— Begin Source passage —

It was time to embrace myself in all forms and let the world see my light. I wrote notions of bold marketing, social media pics where I show my strength, billboards displayed around the city and a full embrace of my power. I was excited; imagine the feeling of being free, releasing fears of judgement, owning who I am and being okay with failure should it come about.

The Universe called me on it.

“Okay” she said, “you’ve declared to me that you’re ready to release judgment and fear.  I really really really want to believe you but I’m not sure you get what it actually takes to do that so……I’ll just give you this situation and see what you do with it”.

Last Wednesday I opened my computer to an email that would truly push me to my limits of comfort.

An incredible woman (I’ve just met her but love her Spirit already) explained that she worked for The Mental Health foundation and as such she was in charge of findings acts (yes I said acts) for a long standing event used to raise money and also remove the stigma around mental illness.

A Different Stage of Mind it’s called, all you need to do is fundraise $50,000 and then sing on stage.

Sing

Holy Hell I don’t sing.

Curate a wardrobe, write a solid contract, cook butter chicken in a hurry or drink a bottle of wine and still compose an email …get me to do one of those things please, I’ll totally help you out.

But sing? Raise $50,000?

My STRONG VOICE is what they need, she says.

Me. Strong.

— End Source passage —
— Begin Collected material —

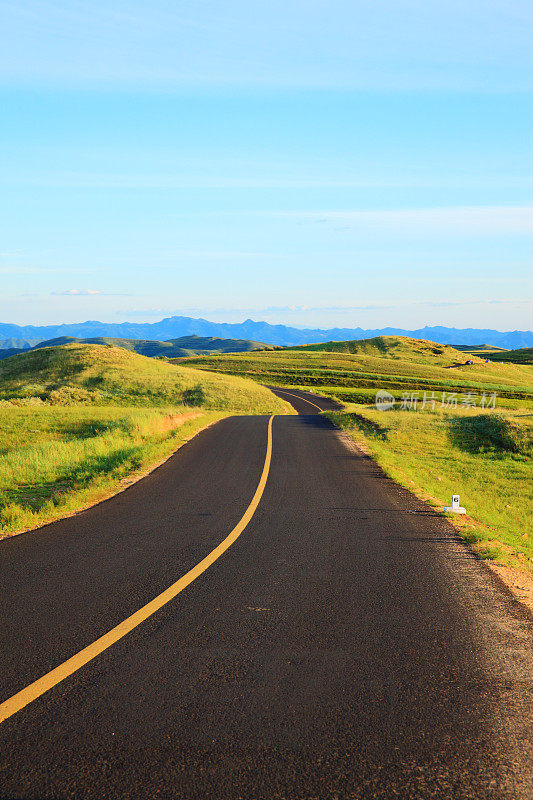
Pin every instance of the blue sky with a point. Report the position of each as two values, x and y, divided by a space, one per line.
319 163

— End Collected material —

• Set exercise: Please reproduce the passage about being asked to sing, beginning at the words that contain "Holy Hell I" and stopping after "sing? Raise $50,000?", but substitute "pad thai" for "butter chicken".

• Reply to the exercise:
Holy Hell I don’t sing.

Curate a wardrobe, write a solid contract, cook pad thai in a hurry or drink a bottle of wine and still compose an email …get me to do one of those things please, I’ll totally help you out.

But sing? Raise $50,000?